Favorable policies attract overseas-invested businesses
Suzhou New District, established in 1992 as one of China's first national high-tech zones, has become a magnet for Japanese investors in the city.
As the epidemic situation eased in August, the district in Suzhou, East China's Jiangsu province, sent a trade delegation to Japan to attract investment.
The team, led by Ding Yongjun, director of the district's office in Japan, carried out a series of business visits to local companies which have invested in projects in Suzhou.
"We learned about their current developments in Suzhou, answered their questions and introduced the district's latest industrial policies," Ding said.
Compared with online communication, face-to-face negotiations and talks can make companies more confident about investing in the district, said Ding, who has nearly 20 years of working experience in attracting foreign investment.
The team's first stop was Panac, a listed company based in Tokyo. Panac produces, processes and sells plastic films with functional performance, such as smartphone touch screens and transportation cards.
At the end of last year, the company moved its Suzhou plant to the district and expanded its plant from 10,000 square meters to more than 20,000 sq m.
During the visit, Ding introduced the district's advantages in policies, human resources, land and other resources to the company. He also learned about Panac's investment intentions and new research focuses.
Panac plans to relocate factories in other Chinese cities to the district to integrate with the current one, as well as shift some investment that was scheduled to be made in Southeast Asian countries to Suzhou, to expand its production scale in the district, said Katsunori Murata, an executive at the company.

Saved data entries

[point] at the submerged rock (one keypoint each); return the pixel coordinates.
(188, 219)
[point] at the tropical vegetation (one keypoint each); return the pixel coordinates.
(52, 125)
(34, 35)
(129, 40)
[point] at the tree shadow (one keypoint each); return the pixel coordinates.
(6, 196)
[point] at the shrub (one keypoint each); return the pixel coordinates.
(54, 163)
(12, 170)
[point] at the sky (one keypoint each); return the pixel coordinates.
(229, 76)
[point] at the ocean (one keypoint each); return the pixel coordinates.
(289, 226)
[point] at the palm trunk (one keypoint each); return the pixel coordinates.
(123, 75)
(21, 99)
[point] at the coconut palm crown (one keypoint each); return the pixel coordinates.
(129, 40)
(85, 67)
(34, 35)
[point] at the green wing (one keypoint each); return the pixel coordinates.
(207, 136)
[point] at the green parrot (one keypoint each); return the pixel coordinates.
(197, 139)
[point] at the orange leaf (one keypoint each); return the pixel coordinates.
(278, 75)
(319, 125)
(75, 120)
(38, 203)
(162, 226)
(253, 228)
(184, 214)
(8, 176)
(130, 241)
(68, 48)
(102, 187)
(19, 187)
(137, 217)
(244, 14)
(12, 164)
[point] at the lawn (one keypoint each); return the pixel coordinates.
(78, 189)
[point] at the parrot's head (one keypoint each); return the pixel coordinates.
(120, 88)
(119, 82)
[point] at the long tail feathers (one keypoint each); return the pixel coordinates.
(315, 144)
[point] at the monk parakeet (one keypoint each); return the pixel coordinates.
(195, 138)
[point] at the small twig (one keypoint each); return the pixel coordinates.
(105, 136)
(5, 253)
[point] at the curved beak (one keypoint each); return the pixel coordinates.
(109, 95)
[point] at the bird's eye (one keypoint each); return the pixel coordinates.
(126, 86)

Task brief: Can you write out the part of the Suzhou New District article that begins at the words "The team's first" and stops after "and transportation cards."? Rely only on the Suzhou New District article.

Solution below:
The team's first stop was Panac, a listed company based in Tokyo. Panac produces, processes and sells plastic films with functional performance, such as smartphone touch screens and transportation cards.